What the task requires
How many lines within the records include the word "palm"? Only that number should be given.

Records to use
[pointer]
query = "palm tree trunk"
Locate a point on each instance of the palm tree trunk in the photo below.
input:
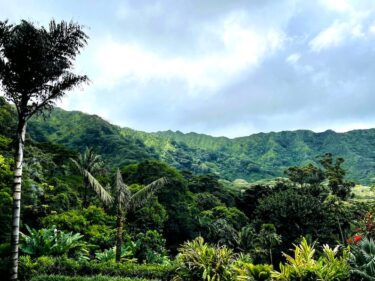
(120, 226)
(21, 131)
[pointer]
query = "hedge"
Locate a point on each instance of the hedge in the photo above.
(85, 278)
(65, 266)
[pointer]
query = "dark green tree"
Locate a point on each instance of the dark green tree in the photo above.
(35, 71)
(335, 174)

Exercise response
2